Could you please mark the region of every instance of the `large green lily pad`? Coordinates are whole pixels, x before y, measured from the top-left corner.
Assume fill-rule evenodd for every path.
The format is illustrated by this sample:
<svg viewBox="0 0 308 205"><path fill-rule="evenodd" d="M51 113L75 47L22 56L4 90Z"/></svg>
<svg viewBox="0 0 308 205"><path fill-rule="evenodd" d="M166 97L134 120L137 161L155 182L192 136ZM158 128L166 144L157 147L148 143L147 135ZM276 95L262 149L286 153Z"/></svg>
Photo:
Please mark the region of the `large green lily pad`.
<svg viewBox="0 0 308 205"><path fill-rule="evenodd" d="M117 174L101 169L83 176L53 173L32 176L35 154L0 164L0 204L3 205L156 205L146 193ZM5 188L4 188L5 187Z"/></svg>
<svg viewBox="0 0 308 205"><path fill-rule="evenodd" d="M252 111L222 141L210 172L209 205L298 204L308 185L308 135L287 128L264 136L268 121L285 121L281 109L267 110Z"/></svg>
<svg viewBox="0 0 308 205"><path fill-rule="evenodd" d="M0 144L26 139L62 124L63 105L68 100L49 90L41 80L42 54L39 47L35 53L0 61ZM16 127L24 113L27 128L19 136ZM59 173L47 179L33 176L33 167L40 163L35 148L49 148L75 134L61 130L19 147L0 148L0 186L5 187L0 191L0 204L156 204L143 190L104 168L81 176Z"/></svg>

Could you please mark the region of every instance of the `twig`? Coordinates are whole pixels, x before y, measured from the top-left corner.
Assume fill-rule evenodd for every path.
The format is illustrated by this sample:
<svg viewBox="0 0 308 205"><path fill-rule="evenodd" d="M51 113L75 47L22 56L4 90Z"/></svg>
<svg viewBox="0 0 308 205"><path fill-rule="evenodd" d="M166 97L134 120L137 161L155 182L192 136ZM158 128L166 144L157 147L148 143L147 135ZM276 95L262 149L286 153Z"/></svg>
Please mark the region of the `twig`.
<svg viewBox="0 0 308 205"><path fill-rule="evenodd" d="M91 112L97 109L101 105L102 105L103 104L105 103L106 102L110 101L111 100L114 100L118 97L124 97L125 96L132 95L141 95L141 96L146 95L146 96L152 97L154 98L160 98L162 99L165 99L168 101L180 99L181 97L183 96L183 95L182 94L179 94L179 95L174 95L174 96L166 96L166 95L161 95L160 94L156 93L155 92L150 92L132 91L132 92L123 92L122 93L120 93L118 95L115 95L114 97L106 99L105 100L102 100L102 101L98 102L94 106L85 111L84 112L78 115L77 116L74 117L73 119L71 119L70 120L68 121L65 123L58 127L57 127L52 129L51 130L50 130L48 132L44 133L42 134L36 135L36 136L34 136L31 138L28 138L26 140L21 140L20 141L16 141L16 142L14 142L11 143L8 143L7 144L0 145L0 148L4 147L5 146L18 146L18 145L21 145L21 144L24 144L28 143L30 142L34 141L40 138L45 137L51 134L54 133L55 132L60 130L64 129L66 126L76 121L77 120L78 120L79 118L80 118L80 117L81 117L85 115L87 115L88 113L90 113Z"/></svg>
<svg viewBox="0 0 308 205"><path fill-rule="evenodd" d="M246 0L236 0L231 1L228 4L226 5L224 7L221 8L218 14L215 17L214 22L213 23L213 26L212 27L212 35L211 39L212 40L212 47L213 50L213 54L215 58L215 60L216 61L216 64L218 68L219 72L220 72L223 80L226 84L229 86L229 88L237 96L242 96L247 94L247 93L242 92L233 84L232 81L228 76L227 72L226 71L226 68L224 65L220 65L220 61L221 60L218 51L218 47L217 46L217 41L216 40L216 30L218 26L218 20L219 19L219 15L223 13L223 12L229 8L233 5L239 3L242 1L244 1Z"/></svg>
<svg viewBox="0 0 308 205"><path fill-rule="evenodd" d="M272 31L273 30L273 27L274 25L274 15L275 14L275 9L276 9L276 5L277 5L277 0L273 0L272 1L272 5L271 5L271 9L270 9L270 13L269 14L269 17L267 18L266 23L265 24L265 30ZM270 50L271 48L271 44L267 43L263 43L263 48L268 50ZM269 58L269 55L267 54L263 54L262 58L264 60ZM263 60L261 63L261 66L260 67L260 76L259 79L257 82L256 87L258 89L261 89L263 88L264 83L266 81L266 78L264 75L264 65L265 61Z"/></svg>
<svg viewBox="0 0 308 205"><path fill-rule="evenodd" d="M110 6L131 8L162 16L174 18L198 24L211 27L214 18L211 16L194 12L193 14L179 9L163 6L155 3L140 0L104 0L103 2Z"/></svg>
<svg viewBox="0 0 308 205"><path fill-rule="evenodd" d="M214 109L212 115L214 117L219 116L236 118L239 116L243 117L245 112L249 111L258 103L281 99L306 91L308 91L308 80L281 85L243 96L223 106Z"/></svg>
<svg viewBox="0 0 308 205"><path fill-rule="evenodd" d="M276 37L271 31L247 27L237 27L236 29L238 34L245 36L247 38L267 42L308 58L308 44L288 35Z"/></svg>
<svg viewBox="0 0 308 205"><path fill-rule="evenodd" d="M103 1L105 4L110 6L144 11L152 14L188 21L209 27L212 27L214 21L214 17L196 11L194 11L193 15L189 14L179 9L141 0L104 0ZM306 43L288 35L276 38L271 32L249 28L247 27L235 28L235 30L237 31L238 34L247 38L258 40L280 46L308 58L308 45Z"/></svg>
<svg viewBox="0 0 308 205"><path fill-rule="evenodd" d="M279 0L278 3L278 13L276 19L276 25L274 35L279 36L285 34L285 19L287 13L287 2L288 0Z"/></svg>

** Required work **
Return all of the records above unchanged, keeping every line and character as it appears.

** Written response **
Could you please mark the region of every instance of the `large green lily pad`? Coordinates are whole pixels, x before y, measured from the top-left corner.
Assume fill-rule evenodd for every path.
The format is illustrated by this sample:
<svg viewBox="0 0 308 205"><path fill-rule="evenodd" d="M51 113L75 47L22 56L4 90Z"/></svg>
<svg viewBox="0 0 308 205"><path fill-rule="evenodd" d="M166 97L134 120L137 161L155 182L192 136ZM158 128L166 144L157 147L148 143L147 135ZM276 95L262 149L286 153Z"/></svg>
Photo:
Please mark the region of the `large green lily pad`.
<svg viewBox="0 0 308 205"><path fill-rule="evenodd" d="M117 174L101 169L83 176L53 173L32 176L35 154L0 164L0 204L3 205L156 205L146 193ZM5 188L4 188L5 187Z"/></svg>
<svg viewBox="0 0 308 205"><path fill-rule="evenodd" d="M252 111L222 141L210 172L209 205L298 204L308 185L308 135L287 128L264 136L268 121L285 121L281 109L267 110Z"/></svg>
<svg viewBox="0 0 308 205"><path fill-rule="evenodd" d="M0 144L26 139L62 124L63 105L68 100L49 90L41 80L42 54L39 47L35 53L0 61ZM16 127L24 113L27 128L19 136ZM59 173L47 179L33 176L33 167L40 163L35 148L49 148L75 134L61 130L19 147L0 148L0 186L5 187L0 191L0 204L156 204L143 190L104 168L81 176Z"/></svg>

Could you please mark the region of every instance of the `twig`? Coordinates are whole pixels, x before y, measured from the top-left corner.
Assume fill-rule evenodd for every path.
The format is illustrated by this sample:
<svg viewBox="0 0 308 205"><path fill-rule="evenodd" d="M51 113L75 47L22 56L4 90Z"/></svg>
<svg viewBox="0 0 308 205"><path fill-rule="evenodd" d="M166 97L134 120L137 161L155 182L192 136ZM158 128L166 144L157 147L148 143L147 135ZM276 95L262 149L286 153Z"/></svg>
Please mark the region of the `twig`.
<svg viewBox="0 0 308 205"><path fill-rule="evenodd" d="M91 112L97 109L101 105L102 105L103 104L105 103L106 102L110 101L111 100L114 100L118 97L124 97L125 96L132 95L141 95L141 96L146 95L146 96L152 97L154 98L160 98L162 99L165 99L168 101L180 99L181 97L183 96L183 95L182 94L179 94L179 95L174 95L174 96L166 96L166 95L161 95L160 94L156 93L155 92L150 92L132 91L132 92L123 92L122 93L120 93L118 95L115 95L114 97L106 99L105 100L102 100L102 101L98 102L94 106L85 111L84 112L78 115L77 116L74 117L73 119L71 119L70 120L68 121L65 123L58 127L57 127L52 129L51 130L50 130L48 132L44 133L42 134L36 135L36 136L34 136L31 138L28 138L26 140L21 140L20 141L16 141L16 142L14 142L11 143L8 143L7 144L0 145L0 148L4 147L5 146L18 146L18 145L21 145L21 144L24 144L28 143L30 142L34 141L40 138L45 137L51 134L54 133L55 132L60 130L64 129L66 126L76 121L77 120L78 120L79 118L80 118L80 117L81 117L85 115L87 115L88 113L90 113Z"/></svg>
<svg viewBox="0 0 308 205"><path fill-rule="evenodd" d="M246 0L236 0L231 1L228 4L226 5L224 7L221 8L218 14L215 17L214 22L213 23L213 26L212 27L212 35L211 39L212 40L212 47L213 50L213 54L215 58L215 60L216 61L216 64L218 68L219 72L220 72L223 80L226 84L229 86L229 88L237 96L242 96L247 94L247 93L242 92L233 84L232 81L228 76L227 72L226 71L226 68L224 65L220 65L220 61L221 60L218 51L218 47L217 46L217 41L216 40L216 30L218 26L218 20L219 19L219 15L223 13L223 12L229 8L233 5L239 3L242 1L244 1Z"/></svg>
<svg viewBox="0 0 308 205"><path fill-rule="evenodd" d="M272 31L273 30L273 27L274 25L274 15L275 14L275 9L276 9L276 5L277 5L277 0L273 0L272 1L272 5L271 5L271 9L270 9L270 13L269 14L269 17L267 18L266 23L265 24L265 30ZM270 50L271 48L271 44L267 43L263 43L263 48L268 50ZM269 58L269 55L267 54L263 54L262 58L264 60ZM263 60L261 63L261 66L260 67L260 76L259 79L257 82L256 87L258 89L261 89L263 88L264 83L266 81L266 78L264 75L264 65L265 61Z"/></svg>
<svg viewBox="0 0 308 205"><path fill-rule="evenodd" d="M110 6L131 8L162 16L174 18L198 24L211 27L214 18L211 16L194 12L193 14L179 9L163 6L155 3L140 0L104 0L103 2Z"/></svg>
<svg viewBox="0 0 308 205"><path fill-rule="evenodd" d="M214 109L212 115L214 117L219 116L236 118L239 116L243 117L245 112L249 111L258 103L281 99L306 91L308 91L308 80L281 85L243 96L223 106Z"/></svg>
<svg viewBox="0 0 308 205"><path fill-rule="evenodd" d="M276 37L271 31L247 27L237 27L236 29L238 34L245 36L247 38L267 42L308 58L308 44L288 35Z"/></svg>
<svg viewBox="0 0 308 205"><path fill-rule="evenodd" d="M103 1L105 4L110 6L144 11L152 14L188 21L209 27L212 27L214 21L214 17L196 11L194 11L193 15L189 14L179 9L141 0L104 0ZM306 43L288 35L276 38L271 32L249 28L247 27L235 28L235 30L237 31L238 34L247 38L258 40L280 46L308 58L308 45Z"/></svg>
<svg viewBox="0 0 308 205"><path fill-rule="evenodd" d="M279 0L278 3L278 13L276 19L276 25L274 35L279 36L285 34L285 19L287 13L287 2L288 0Z"/></svg>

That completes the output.